Records from a data source
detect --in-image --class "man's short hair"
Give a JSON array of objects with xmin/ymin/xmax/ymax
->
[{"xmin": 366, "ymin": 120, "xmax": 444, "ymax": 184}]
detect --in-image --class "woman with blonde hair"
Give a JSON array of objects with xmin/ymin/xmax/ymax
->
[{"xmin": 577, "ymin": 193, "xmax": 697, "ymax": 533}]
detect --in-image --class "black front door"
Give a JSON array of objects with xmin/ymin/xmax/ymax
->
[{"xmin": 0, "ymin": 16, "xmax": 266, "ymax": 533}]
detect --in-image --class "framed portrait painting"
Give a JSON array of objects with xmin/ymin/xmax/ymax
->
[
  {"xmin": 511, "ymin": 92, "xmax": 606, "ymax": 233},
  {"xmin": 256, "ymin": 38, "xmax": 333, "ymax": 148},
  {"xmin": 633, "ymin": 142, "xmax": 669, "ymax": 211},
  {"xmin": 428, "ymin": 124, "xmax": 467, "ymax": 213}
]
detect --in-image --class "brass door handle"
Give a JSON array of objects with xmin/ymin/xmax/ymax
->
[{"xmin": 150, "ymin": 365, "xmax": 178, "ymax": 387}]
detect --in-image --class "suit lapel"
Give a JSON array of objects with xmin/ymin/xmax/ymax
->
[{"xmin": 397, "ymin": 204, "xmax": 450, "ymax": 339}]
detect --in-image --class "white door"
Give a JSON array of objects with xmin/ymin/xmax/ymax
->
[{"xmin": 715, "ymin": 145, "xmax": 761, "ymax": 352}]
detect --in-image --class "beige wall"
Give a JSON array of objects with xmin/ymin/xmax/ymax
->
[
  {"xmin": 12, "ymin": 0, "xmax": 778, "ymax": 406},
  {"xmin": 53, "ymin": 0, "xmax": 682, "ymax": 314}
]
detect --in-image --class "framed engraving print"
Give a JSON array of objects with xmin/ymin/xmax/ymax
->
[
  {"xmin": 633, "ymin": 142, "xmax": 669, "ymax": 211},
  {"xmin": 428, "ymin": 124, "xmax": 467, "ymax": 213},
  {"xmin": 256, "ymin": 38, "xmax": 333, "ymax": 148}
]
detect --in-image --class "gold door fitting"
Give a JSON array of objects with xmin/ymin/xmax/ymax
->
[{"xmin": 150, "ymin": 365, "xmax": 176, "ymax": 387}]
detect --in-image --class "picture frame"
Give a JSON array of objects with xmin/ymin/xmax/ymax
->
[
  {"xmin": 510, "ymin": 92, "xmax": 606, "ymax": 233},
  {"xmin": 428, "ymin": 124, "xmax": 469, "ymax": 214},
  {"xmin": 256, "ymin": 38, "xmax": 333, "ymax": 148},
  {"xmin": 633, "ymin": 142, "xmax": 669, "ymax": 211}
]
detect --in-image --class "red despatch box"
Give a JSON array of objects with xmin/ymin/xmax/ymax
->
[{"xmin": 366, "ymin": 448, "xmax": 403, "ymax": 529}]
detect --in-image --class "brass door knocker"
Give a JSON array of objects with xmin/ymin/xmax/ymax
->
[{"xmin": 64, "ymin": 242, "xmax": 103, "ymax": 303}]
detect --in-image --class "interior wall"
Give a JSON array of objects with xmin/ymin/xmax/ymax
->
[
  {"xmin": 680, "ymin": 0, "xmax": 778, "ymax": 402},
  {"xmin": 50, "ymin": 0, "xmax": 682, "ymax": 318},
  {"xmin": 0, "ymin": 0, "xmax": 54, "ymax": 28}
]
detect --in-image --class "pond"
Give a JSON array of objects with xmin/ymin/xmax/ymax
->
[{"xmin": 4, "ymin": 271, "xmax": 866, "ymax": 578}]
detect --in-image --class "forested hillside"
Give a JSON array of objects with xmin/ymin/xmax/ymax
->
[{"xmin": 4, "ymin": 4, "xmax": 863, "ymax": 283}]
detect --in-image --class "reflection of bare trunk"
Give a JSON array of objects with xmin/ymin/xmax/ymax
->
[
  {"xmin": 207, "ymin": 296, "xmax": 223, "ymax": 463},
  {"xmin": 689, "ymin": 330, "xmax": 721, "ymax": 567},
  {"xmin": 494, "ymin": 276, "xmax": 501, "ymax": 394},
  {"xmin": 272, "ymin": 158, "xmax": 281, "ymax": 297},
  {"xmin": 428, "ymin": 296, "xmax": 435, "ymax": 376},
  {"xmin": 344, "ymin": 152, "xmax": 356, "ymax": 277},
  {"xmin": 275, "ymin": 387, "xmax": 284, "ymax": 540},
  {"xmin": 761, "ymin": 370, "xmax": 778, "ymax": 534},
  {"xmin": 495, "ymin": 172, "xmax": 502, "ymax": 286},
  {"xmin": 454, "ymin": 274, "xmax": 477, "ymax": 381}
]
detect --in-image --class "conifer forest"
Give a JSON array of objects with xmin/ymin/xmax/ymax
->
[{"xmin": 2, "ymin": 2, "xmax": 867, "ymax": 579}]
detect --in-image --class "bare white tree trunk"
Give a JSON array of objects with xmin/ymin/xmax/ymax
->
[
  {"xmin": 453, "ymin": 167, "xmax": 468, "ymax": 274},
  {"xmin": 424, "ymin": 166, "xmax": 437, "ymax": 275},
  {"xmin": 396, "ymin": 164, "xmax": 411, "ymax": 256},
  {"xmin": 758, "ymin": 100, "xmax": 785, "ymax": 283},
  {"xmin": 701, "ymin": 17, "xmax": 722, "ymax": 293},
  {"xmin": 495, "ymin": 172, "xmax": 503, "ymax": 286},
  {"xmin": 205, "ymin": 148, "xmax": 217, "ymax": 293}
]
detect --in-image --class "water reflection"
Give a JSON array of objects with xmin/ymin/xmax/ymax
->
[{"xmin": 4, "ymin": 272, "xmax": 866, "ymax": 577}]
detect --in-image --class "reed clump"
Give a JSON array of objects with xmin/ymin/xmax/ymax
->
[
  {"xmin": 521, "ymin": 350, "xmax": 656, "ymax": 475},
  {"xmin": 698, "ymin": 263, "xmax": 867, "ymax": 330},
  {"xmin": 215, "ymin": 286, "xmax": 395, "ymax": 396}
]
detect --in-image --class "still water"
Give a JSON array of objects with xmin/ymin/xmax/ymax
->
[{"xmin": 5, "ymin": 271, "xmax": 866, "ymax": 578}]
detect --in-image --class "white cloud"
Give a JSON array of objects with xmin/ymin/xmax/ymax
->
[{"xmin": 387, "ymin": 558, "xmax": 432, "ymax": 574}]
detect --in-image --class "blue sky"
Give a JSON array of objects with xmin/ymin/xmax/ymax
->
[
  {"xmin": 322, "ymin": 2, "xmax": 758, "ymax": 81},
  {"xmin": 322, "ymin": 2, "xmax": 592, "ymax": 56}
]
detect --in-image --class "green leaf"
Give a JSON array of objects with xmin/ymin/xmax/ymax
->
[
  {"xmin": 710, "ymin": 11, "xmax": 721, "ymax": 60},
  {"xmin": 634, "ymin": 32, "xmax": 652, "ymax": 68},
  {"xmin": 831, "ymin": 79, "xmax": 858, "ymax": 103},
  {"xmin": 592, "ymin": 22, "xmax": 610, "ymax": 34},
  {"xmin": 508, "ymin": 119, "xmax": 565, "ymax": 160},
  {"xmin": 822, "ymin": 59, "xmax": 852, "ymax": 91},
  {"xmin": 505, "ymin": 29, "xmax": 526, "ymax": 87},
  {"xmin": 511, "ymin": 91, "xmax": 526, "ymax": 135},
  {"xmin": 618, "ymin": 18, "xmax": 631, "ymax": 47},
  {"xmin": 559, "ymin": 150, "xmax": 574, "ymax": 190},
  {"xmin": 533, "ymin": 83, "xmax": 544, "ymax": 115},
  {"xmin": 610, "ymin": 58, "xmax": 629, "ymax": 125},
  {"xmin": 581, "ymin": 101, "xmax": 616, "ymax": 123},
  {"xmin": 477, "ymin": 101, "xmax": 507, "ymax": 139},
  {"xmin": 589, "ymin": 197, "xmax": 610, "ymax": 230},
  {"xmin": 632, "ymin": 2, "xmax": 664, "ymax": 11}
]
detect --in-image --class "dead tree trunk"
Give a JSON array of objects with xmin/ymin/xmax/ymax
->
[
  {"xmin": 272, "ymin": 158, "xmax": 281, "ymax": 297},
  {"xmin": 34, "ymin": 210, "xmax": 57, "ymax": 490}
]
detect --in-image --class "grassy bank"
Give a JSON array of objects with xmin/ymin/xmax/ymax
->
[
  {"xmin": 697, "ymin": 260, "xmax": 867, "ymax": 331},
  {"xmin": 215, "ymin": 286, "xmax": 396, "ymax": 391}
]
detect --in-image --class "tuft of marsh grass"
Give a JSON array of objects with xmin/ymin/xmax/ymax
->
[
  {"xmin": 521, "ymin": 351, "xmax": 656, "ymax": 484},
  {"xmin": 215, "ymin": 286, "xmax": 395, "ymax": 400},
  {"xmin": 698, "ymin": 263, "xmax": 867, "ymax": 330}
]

SET PROBLEM →
Extract every line of the records above that contains the string "hair".

RESPONSE TO THIS TASK →
detect --in-image --class "man's short hair"
detect --in-image --class "woman with blonde hair"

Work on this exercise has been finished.